#### [Description of the task]
Extract, without alteration, the lines below that start at the one containing "the gold balloon" and end with the final line.

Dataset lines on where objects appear
- - -

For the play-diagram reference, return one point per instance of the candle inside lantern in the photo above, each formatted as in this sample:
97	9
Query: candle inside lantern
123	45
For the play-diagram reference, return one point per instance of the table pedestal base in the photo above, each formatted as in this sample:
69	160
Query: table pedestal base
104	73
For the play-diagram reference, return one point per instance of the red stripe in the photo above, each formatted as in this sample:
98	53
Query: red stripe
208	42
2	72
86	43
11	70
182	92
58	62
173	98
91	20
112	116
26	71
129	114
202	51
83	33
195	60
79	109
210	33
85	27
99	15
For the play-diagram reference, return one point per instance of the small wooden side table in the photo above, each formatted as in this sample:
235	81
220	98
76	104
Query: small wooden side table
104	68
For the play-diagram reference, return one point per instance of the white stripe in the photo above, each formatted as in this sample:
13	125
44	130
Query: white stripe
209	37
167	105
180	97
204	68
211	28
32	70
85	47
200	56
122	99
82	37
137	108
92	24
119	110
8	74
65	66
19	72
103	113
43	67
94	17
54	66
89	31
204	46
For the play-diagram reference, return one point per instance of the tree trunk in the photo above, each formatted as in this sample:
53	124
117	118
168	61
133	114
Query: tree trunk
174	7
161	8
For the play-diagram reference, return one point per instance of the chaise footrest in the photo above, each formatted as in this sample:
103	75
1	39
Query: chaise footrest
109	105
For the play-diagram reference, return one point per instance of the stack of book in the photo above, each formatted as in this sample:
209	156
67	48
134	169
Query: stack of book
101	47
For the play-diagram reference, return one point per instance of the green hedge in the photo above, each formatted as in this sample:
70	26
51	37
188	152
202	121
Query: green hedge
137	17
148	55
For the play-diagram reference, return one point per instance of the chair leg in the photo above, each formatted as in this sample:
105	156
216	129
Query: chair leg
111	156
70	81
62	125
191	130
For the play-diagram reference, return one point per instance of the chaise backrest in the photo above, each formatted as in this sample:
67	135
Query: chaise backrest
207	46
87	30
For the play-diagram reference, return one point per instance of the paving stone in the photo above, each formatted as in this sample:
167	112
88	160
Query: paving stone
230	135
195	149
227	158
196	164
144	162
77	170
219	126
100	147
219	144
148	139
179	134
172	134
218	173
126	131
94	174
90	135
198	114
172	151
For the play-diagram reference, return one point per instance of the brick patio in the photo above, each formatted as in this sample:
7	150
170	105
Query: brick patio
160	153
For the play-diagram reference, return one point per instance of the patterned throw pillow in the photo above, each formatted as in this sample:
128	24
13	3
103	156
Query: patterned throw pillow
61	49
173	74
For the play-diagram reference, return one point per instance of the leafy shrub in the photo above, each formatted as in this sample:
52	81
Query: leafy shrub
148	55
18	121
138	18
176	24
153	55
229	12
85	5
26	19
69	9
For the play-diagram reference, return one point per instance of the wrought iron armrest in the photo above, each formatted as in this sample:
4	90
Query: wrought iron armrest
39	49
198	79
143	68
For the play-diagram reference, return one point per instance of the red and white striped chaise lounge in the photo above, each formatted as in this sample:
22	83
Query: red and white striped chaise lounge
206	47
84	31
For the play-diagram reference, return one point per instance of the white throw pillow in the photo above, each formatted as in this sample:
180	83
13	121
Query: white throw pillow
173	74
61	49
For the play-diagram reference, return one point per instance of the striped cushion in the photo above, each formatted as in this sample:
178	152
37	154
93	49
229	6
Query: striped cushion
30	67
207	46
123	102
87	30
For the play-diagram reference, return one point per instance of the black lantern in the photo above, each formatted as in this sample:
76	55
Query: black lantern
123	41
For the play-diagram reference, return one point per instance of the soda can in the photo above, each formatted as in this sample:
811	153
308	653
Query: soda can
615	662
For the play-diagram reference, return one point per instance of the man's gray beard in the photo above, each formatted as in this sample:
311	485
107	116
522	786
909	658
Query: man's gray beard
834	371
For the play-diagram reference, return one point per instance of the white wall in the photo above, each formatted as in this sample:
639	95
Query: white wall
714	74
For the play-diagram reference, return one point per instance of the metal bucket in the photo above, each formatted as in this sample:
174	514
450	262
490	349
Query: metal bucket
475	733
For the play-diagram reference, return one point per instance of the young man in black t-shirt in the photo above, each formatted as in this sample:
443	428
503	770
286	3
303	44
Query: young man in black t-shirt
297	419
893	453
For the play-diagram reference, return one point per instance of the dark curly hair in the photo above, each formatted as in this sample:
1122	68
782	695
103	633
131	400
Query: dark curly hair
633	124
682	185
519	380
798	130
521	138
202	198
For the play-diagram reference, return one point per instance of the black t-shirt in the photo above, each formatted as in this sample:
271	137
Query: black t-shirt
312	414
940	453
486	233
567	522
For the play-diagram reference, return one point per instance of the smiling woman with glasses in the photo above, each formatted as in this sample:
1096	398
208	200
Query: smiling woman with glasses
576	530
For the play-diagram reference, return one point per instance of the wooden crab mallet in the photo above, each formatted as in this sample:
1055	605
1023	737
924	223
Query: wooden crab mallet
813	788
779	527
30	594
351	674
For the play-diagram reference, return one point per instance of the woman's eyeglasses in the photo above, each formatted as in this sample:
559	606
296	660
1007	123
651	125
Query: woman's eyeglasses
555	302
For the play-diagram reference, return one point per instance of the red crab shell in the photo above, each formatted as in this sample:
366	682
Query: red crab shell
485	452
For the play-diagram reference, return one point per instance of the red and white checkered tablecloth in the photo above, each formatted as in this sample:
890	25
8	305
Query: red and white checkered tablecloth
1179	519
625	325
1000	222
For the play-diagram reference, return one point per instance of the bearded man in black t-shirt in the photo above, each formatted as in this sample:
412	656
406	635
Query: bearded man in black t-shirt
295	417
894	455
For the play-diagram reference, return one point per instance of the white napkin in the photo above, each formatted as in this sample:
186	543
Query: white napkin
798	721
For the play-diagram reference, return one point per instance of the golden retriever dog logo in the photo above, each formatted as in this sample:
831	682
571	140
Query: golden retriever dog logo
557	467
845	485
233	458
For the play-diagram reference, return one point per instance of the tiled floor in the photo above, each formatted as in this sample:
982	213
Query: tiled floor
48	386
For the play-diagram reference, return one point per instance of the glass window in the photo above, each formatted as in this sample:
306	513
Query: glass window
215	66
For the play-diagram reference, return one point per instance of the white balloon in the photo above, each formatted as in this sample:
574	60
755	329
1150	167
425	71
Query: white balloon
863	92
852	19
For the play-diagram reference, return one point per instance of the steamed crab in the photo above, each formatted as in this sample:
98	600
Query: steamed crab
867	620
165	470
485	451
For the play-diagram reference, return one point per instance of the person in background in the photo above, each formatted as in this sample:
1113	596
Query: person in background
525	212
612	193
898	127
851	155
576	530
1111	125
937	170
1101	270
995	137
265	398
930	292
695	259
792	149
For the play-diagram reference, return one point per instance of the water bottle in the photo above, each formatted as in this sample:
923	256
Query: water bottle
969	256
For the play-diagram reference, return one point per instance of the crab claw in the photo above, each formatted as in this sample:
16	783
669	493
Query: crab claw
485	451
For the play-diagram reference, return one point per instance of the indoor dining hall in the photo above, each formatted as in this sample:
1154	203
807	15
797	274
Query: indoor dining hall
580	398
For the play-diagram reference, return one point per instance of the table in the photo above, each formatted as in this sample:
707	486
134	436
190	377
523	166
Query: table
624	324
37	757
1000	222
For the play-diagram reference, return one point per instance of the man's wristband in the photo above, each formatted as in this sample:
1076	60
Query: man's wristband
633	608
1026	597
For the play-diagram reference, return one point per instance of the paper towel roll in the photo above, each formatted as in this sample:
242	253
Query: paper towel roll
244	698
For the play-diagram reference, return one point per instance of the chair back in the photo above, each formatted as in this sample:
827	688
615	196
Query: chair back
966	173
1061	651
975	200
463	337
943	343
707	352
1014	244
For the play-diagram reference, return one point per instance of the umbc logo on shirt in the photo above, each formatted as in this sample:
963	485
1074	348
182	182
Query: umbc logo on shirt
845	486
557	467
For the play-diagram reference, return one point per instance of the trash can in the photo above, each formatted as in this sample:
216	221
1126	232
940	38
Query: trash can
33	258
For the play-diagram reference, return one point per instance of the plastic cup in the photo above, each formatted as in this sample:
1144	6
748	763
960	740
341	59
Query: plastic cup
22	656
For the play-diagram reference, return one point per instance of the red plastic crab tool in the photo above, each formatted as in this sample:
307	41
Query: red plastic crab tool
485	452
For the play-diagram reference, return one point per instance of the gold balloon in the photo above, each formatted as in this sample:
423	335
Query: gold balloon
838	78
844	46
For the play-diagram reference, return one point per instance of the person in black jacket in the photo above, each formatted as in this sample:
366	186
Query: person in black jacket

- - -

#### [Response to the exercise]
For the play-diagram reference, return one point per instance of the gold balloon in the photo above, each formatted as in this sample:
423	335
Query: gold balloon
838	78
844	46
For the play-diagram reference, return one point per instance of the person in black jacket in the photo above, each formatted as in this sample:
366	186
Query: person in black jacket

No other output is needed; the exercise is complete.